• WHAT TO WORK ON: Copy every entry as is. Leave images out.

Stored data entries
########################################

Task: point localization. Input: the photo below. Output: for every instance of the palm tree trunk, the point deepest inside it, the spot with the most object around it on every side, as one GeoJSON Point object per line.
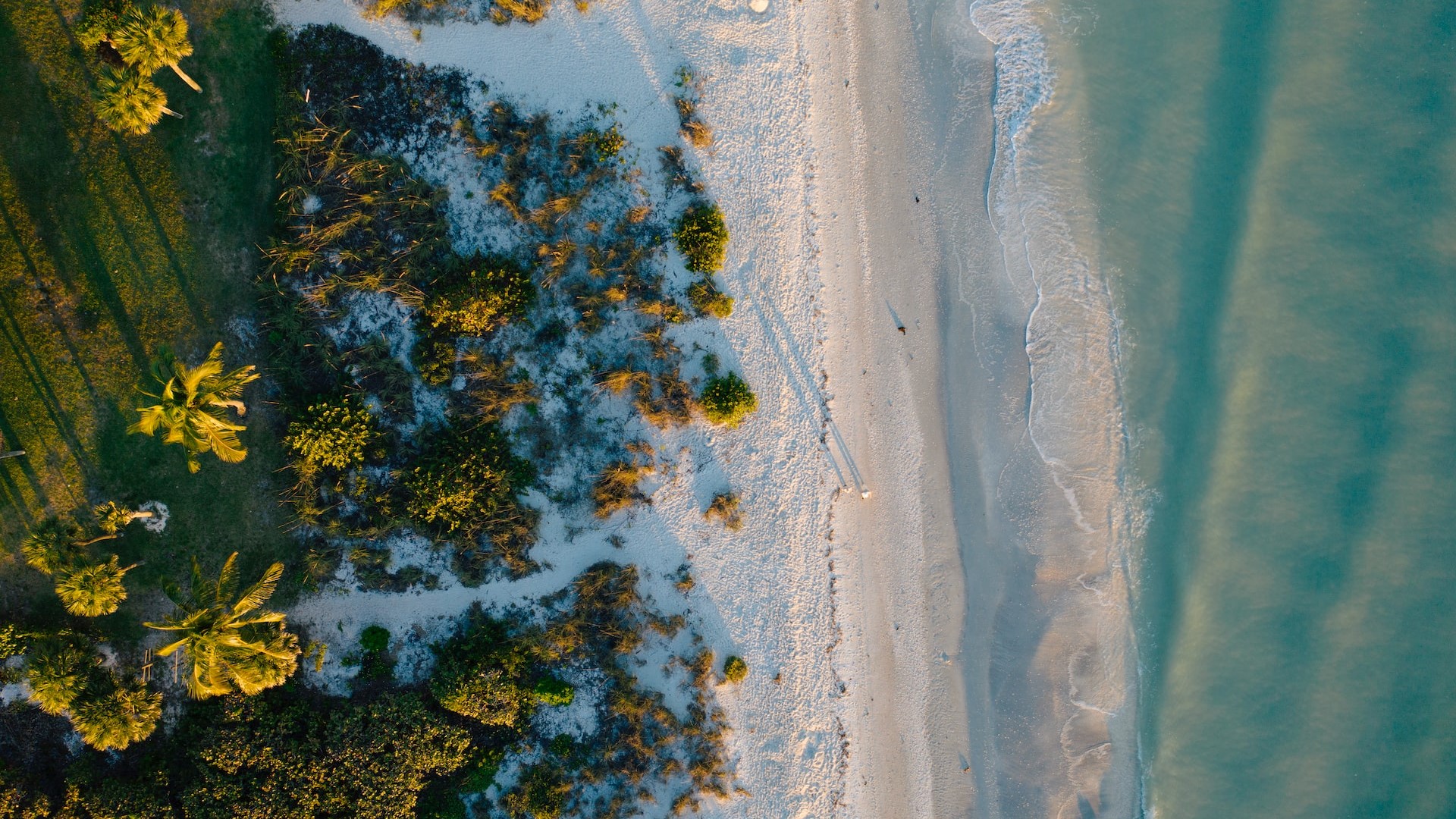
{"type": "Point", "coordinates": [187, 79]}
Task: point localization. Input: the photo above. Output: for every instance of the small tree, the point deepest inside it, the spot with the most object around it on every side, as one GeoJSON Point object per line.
{"type": "Point", "coordinates": [53, 545]}
{"type": "Point", "coordinates": [332, 435]}
{"type": "Point", "coordinates": [702, 238]}
{"type": "Point", "coordinates": [93, 589]}
{"type": "Point", "coordinates": [58, 670]}
{"type": "Point", "coordinates": [194, 404]}
{"type": "Point", "coordinates": [231, 645]}
{"type": "Point", "coordinates": [152, 38]}
{"type": "Point", "coordinates": [488, 697]}
{"type": "Point", "coordinates": [708, 300]}
{"type": "Point", "coordinates": [112, 516]}
{"type": "Point", "coordinates": [485, 293]}
{"type": "Point", "coordinates": [727, 400]}
{"type": "Point", "coordinates": [734, 670]}
{"type": "Point", "coordinates": [118, 716]}
{"type": "Point", "coordinates": [130, 102]}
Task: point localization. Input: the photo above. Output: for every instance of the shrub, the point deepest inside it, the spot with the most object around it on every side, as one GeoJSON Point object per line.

########################################

• TASK OUTPUT:
Task: point localization. Input: the photo below. Output: for every instance of the palm tree trunk, the point deepest inside it, the spot with the most object around it on every side, as one GeoJSON Point object per line.
{"type": "Point", "coordinates": [187, 79]}
Task: point localization. Input: the photo above. Output: for every instance of the small tree, the point deepest inside it, the spot with the most object around it on every side, as one GeoJSON Point object per line.
{"type": "Point", "coordinates": [53, 545]}
{"type": "Point", "coordinates": [332, 435]}
{"type": "Point", "coordinates": [702, 238]}
{"type": "Point", "coordinates": [93, 589]}
{"type": "Point", "coordinates": [58, 670]}
{"type": "Point", "coordinates": [194, 404]}
{"type": "Point", "coordinates": [231, 645]}
{"type": "Point", "coordinates": [152, 38]}
{"type": "Point", "coordinates": [488, 697]}
{"type": "Point", "coordinates": [708, 300]}
{"type": "Point", "coordinates": [112, 516]}
{"type": "Point", "coordinates": [485, 293]}
{"type": "Point", "coordinates": [727, 400]}
{"type": "Point", "coordinates": [734, 670]}
{"type": "Point", "coordinates": [118, 716]}
{"type": "Point", "coordinates": [130, 102]}
Task: point localization. Input: the photo above. Output: for every instance of the shrub, the point deepest inside it, the spot with the most object around it on every side, as one GeoJSON Point object per line.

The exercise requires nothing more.